Copy the entries below word for word, omitting the pictures.

— START RECORDS FOR THE TASK —

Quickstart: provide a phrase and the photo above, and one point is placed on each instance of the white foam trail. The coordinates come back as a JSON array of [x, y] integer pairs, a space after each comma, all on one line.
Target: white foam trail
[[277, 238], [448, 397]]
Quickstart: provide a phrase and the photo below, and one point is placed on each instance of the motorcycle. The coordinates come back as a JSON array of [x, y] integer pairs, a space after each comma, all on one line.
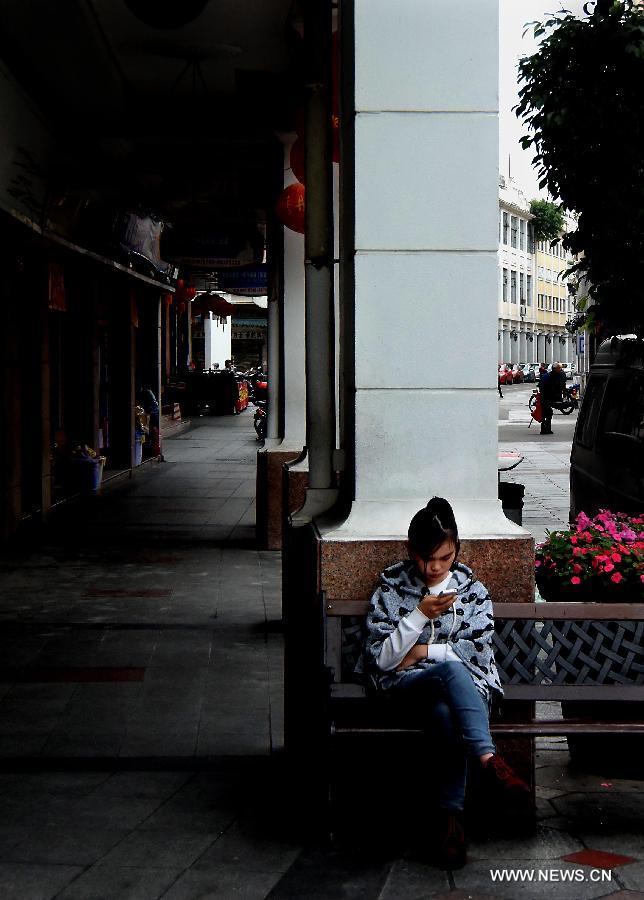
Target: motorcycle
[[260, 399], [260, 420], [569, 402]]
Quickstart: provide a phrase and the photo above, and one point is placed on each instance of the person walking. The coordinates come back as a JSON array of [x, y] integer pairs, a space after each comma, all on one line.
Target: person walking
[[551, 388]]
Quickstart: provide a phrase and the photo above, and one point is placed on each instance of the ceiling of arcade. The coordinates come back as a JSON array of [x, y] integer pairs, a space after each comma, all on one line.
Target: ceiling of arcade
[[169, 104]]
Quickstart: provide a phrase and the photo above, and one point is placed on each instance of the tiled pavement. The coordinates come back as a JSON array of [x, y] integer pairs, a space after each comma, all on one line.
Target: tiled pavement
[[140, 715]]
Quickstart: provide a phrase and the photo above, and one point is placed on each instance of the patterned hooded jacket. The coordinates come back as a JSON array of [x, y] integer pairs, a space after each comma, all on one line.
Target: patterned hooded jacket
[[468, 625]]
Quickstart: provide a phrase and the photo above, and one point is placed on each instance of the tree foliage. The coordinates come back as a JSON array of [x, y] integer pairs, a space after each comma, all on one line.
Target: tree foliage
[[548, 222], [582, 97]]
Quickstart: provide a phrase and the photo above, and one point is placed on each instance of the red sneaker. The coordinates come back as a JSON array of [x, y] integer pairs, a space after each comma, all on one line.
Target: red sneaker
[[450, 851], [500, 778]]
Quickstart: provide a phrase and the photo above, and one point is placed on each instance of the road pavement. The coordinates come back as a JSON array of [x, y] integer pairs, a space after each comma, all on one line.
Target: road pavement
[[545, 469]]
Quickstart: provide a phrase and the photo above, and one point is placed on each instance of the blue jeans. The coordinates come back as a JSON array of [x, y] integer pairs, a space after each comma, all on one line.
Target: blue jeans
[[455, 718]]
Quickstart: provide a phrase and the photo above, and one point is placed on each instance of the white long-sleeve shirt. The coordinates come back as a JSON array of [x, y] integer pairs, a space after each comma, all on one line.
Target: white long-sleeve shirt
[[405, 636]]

— END RECORDS FOR THE TASK —

▸ PROBLEM SOLUTION
Quickstart: provide a phrase and the photo above, and one point is placed on each instance of the white foam trail. The coordinates come back as a JSON array of [x, y] integer pairs, a space after each comma, all on one line.
Target: white foam trail
[[277, 238], [448, 397]]
Quickstart: provide a phrase and the photo below, and one point is placed on each instance of the motorcycle. The coordinates come back as a JSON array of [x, y] integer pairs, a space after each comma, all on one line.
Target: motorcycle
[[260, 399], [260, 420], [569, 402]]
Quickstart: provide a phrase and the photo above, and one point is placed on each instance of the person walking. The coordinates come back as a JSON array of [x, y] integer pairs, a space after each comma, all on one line.
Target: person walking
[[551, 388]]
Quickstart: provide a phrase and the photo above, and one point is placed on each instance of the ceiling of arcade. The coordinates come back as a JSON array of [x, y] integer pairs, a space after each comma, all on one line.
Target: ceiling of arcade
[[169, 104]]
Quickstart: provide a phrase and the photo above, and one point is placed on each instance of the tiled pavement. The coordinates come back as a JSON array of [x, y] integer pairs, a space after each comma, all on one line.
Target: tiled pavement
[[140, 715]]
Quickstart: provide a phrase and the photo above, and one point is placed on each instance of the patterned hooded jacket. The coordinates come back as a JSON array of [x, y] integer pairs, a space after each comma, all on one line.
Target: patterned hooded jacket
[[468, 625]]
Quickstart: provide a phrase and the photo above, and one point is placed on each instance of the tree foliage. The coordinates come back as a JSON array of [x, y] integer pairs, a space after each comma, all on one line.
Target: tree foliage
[[548, 222], [582, 97]]
Quickstart: provide a phrase and the photo above, and one point is placed on each instance of the red sneaker. The coordinates come back as a JSON array of [x, y] integer pairs, a space after each comma, all on one line.
Target: red sneaker
[[450, 851], [500, 778]]
Quickstart: provide a phrase and the photo above, and one point is placed on each instance of the road pavement. The coordinates come back as a JSON array of [x, y] integer pairs, a space after each comma, all on one line.
Target: road pavement
[[545, 469]]
Quickstart: provide a phrase and the photo above, and one point is placed on each instance of the blue jeans. The coordinates come back as a JSON array of [x, y] integer pairs, a space after each comma, all on one line.
Target: blue jeans
[[455, 718]]
Quickstart: provide a phrase and the photo above, and one point is placed on each instance of the white long-sleeve shirt. The coordinates come back as a JSON array of [x, y] integer pairs, a space after each comma, all on one line.
Target: white long-sleeve shirt
[[405, 636]]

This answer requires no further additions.